AIM OF THE EXERCISE:
Locate each line in the records below that contains the word "turquoise", and copy those lines in full.

(Labeled-object pointing entries)
■ ■ ■
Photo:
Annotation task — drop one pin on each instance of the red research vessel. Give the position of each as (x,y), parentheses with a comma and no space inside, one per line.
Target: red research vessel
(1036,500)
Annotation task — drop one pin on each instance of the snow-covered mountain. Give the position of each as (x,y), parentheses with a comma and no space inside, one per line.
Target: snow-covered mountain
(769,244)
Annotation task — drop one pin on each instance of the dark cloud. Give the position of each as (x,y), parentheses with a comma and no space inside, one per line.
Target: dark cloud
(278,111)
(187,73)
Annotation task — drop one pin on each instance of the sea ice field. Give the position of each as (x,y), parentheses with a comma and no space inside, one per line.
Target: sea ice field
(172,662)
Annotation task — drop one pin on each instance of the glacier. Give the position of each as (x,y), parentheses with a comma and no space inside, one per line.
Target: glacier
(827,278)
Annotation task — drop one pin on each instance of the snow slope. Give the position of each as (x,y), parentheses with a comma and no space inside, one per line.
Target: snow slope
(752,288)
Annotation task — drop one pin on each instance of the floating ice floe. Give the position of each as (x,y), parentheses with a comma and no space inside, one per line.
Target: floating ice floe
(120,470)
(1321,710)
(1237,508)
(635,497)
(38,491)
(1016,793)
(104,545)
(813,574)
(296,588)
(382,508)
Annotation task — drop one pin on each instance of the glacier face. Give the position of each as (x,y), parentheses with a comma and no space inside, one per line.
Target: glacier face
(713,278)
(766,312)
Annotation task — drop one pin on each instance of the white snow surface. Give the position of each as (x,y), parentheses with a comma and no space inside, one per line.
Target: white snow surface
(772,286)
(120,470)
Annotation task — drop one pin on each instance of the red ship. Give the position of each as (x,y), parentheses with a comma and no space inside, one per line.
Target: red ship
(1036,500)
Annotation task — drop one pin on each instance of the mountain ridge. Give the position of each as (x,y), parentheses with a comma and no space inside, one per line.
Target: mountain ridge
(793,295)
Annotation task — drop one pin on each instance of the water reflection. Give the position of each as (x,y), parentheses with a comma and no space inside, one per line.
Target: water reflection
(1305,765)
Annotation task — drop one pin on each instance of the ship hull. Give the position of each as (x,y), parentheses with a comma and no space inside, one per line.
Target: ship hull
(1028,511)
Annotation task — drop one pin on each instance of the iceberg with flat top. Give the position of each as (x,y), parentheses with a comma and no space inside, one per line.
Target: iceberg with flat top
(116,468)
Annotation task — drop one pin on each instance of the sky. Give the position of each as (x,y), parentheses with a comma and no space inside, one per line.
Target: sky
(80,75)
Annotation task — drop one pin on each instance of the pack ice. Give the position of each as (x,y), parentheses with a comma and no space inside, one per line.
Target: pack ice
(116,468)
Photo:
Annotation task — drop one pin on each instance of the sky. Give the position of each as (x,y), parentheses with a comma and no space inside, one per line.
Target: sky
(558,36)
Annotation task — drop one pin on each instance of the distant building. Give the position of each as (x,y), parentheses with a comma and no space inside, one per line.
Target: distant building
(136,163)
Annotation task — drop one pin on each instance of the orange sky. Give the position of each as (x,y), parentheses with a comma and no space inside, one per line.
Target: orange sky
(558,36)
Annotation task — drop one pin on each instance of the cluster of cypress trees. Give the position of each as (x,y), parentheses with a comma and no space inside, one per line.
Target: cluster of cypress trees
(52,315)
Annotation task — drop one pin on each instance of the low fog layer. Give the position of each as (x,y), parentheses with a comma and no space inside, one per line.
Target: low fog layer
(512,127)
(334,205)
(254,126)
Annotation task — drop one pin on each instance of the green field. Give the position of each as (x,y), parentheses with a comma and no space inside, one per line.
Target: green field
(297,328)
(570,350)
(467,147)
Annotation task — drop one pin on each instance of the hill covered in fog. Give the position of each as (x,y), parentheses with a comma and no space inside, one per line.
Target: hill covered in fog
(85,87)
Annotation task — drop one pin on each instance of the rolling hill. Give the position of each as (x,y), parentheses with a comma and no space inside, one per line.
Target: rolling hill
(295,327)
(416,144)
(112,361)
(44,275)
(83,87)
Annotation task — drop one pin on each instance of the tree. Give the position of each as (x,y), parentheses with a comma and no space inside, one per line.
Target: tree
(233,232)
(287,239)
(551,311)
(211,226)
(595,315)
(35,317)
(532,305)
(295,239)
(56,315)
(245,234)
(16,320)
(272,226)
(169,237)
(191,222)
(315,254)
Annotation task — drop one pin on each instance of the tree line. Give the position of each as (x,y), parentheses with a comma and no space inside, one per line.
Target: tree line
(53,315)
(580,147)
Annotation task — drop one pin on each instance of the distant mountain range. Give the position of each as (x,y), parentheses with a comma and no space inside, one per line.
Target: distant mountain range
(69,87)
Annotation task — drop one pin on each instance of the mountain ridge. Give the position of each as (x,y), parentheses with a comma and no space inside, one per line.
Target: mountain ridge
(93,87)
■ ■ ■
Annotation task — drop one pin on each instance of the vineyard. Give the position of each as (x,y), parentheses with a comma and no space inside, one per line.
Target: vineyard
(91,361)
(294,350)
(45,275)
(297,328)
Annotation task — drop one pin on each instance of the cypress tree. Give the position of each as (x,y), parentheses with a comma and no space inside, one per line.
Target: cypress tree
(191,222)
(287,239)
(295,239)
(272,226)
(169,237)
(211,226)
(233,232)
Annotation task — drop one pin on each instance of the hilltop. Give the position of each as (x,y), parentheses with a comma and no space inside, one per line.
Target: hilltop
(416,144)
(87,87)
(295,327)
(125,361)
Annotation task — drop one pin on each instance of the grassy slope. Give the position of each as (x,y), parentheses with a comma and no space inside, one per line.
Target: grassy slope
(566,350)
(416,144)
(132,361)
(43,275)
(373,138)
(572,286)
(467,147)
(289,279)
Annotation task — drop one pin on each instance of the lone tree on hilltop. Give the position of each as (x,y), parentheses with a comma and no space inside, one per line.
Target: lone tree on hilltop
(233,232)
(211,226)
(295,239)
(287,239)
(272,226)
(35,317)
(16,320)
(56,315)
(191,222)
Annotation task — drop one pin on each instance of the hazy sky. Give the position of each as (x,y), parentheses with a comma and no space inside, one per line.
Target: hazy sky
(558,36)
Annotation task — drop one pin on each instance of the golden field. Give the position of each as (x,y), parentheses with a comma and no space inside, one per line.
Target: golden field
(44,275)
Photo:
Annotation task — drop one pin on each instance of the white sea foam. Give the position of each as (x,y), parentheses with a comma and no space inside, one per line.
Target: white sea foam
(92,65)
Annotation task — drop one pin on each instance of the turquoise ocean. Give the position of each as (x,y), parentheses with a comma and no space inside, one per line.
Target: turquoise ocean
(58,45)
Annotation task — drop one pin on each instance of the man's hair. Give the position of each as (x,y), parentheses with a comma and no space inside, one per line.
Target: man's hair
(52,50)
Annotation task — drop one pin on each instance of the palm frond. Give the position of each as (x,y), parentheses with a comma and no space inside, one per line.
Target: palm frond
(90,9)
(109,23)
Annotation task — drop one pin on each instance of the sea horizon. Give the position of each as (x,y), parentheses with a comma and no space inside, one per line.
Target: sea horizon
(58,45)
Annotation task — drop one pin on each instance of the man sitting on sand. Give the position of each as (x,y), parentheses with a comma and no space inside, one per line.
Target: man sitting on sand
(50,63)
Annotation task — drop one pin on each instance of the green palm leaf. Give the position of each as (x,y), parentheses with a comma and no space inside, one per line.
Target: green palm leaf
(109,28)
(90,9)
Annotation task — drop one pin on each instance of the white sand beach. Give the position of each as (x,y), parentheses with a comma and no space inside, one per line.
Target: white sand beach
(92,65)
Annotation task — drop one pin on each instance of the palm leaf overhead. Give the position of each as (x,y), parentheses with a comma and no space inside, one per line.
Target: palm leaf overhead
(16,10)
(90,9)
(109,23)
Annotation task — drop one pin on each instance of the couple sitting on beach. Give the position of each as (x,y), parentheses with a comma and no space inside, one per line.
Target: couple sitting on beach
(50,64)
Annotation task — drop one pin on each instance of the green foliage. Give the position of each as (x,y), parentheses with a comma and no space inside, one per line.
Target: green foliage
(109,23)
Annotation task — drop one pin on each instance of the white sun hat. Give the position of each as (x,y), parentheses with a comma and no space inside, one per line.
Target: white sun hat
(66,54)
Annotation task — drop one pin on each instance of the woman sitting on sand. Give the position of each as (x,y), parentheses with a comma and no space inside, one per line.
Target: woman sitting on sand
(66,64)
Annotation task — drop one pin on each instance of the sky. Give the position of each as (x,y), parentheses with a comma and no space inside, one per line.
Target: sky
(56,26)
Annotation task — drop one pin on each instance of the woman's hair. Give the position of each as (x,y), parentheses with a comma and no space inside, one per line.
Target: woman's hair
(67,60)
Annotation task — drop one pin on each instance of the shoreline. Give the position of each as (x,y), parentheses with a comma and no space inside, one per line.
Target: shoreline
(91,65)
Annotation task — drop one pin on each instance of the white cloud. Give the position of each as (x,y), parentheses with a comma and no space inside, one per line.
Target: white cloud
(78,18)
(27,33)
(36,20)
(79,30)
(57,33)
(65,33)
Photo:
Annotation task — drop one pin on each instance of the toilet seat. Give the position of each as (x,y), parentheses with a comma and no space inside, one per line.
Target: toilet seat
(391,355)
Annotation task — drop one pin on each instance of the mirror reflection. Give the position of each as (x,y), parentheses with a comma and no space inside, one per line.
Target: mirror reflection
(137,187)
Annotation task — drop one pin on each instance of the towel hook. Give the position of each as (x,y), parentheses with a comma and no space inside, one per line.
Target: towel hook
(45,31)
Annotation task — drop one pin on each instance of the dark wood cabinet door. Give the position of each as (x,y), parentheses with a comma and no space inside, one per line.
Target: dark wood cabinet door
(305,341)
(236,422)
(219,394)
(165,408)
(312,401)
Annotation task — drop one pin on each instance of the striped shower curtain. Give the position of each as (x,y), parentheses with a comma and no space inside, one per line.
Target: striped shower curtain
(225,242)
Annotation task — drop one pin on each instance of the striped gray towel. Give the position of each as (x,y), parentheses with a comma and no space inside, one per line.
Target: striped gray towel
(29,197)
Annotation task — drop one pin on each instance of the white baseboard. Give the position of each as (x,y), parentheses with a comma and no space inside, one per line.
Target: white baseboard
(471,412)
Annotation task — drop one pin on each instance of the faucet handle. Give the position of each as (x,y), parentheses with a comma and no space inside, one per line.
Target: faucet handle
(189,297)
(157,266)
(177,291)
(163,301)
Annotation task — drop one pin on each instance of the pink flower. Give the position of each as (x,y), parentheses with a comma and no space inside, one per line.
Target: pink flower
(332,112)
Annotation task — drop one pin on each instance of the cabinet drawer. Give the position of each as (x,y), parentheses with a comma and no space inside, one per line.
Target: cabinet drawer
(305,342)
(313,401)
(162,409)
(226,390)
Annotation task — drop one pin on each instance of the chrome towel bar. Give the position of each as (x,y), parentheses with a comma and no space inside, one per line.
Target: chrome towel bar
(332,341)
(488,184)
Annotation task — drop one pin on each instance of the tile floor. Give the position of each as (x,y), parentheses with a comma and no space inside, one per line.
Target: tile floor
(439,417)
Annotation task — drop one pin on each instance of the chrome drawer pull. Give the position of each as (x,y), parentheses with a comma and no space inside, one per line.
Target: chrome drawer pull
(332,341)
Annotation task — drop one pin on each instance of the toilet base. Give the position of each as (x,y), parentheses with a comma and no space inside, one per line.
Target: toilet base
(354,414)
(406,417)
■ ■ ■
RESPONSE:
Annotation task — drop one pin on each instance of the turquoise ocean. Give the position of each as (x,y), parentheses with a comma and no space inside, one per line.
Target: turquoise ocean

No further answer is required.